_TEXT SECTION:_
***

Last-resort treatment for teeth that have no other option.
A single tooth extraction is the end of the road for that tooth. It is the final treatment available for a tooth and is the last resort in dental care. Keeping a natural tooth is better than any of the available replacement options, even implants. However, the health of the entire mouth and the patient has to be considered when contemplating different treatments. Even finances are an important consideration. There are several reasons to remove a single tooth or multiple teeth; decay, gum disease, wisdom teeth, orthodontic spacing, infection and to prevent complications prior to cancer treatments.
Of course, the best reason to extract a tooth is to eliminate infection. A beneficial side effect of removing a tooth is also the elimination of pain. When an infection is present, infected teeth can spread bacteria throughout the body. Bacteria from mouth infections have been found in the heart, on joint replacements and even in the brain. After an extraction, the body can heal itself and remove the offending bacteria. If you are concerned whether antibiotics are needed, please ask Dr. Bergman. He will treat your concern as he would his own family.
It should be noted that there are negative side effects of removing teeth. The bone supporting the tooth will inevitably collapse without the mutual support of the tooth. Gums will recede. Facial structures will become unsupported if enough teeth are removed. Remaining teeth will drift into the spaces left by the extracted teeth. Periodontal pockets can develop as the adjacent teeth drift and rotate out of position. Opposing teeth will erupt into the missing space causing malalignment of the bite. Hence, procedures are necessary to replace the extracted tooth. Leaving a gap is not a viable long term option. The only teeth that universally do not require replacement are wisdom teeth and teeth removed for orthodontics.
Removing a tooth is a very common procedure. In most situations, the expertise of an Oral Surgeon is not necessary. Dr. Bergman has taken hundreds of hours of advanced surgical training and is able to serve a wider population of needs because of it. There may be times when Dr. Bergman advises treatment with an Oral Surgeon but those are the exceptions and not the rules.
Here is an overview of the main reasons for tooth removal:
Large, Deep Decay or Infection – By far the most common reason to remove teeth is because of large amounts of decay and tooth infection. Around 66% of all extractions fall under this category. When the tooth nerve is affected by decay, the tooth will not heal on its own. Treatment of some sort is needed. When the general structure of the tooth is not strong enough to support biting and chewing, the tooth will need to be removed.
Broken teeth – Sometimes teeth break in a way that repair is not possible. When a crown or root canal cannot fix the problem, an extraction is needed. If the break is too deep or involves a large portion of the tooth below the gumline, extraction is also necessary.

***

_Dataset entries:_
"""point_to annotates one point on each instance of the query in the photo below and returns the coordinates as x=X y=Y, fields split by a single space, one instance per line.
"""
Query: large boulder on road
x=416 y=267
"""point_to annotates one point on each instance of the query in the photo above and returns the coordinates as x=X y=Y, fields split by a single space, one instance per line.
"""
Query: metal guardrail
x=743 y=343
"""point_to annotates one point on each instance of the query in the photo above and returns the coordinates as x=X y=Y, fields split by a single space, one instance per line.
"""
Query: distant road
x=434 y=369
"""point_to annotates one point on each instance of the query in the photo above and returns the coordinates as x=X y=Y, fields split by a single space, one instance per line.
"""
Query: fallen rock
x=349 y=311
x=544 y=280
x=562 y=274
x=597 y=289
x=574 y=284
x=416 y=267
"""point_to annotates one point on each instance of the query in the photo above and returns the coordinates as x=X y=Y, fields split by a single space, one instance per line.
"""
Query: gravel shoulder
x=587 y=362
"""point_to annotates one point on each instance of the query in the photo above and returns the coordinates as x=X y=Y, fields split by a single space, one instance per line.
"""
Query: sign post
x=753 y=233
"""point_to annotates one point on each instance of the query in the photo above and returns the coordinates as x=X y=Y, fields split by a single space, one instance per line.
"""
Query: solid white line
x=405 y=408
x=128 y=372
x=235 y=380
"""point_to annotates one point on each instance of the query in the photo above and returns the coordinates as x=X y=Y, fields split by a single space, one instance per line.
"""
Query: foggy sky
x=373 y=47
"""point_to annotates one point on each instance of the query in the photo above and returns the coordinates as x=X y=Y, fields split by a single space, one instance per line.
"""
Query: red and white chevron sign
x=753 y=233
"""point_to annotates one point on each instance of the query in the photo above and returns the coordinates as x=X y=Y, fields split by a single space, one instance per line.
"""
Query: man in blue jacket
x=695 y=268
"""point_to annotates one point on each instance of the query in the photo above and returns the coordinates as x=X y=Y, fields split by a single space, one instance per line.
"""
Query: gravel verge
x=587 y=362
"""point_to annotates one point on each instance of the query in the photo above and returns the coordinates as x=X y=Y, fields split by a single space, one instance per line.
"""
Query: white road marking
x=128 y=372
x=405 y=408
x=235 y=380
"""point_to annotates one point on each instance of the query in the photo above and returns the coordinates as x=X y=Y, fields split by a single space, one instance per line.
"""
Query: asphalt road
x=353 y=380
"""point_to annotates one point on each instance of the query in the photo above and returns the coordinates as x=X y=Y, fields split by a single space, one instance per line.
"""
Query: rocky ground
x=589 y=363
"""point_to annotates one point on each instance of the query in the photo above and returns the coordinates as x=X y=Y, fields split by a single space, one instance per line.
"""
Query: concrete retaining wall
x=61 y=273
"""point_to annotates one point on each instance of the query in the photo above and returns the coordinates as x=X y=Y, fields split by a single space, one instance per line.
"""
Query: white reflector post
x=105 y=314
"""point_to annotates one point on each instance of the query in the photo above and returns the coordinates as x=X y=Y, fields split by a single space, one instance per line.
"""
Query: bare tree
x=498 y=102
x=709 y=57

***

_WHAT TO DO:_ Continue the tooth extraction text from its last sentence.

_TASK RESULT:_
Periodontal Disease – Tens of thousands of teeth are removed each year because the gums and bone holding the teeth have been destroyed from periodontal disease. The cause of the disease is bacteria invading the gums and being left to fester. The most common starting points are in between the teeth. Simply put, people do not like to floss and so bacteria will sit in between the teeth for long periods of time. By the time a tooth has to be removed for gum disease, the situation is advanced and there is no good treatment except extraction. The gums and bone are usually so eroded that the tooth even moves with slight pressure.
Too Many Teeth –Extra teeth are more common than you might think. Baby teeth may not come out. Genetics are involved. Extra teeth that are not baby teeth are called supernumerary teeth. When there are too many teeth in the jaw, the teeth will come out to the side, rotate out of place, and sometimes not come in at all. The teeth need the space on the arch and an extraction can allow the teeth to naturally erupt in the correct position.
Orthodontics – Teeth require enough space to move into the proper positions. If the alignment cannot be achieved with the existing space or jaw expanders, teeth may need to be removed.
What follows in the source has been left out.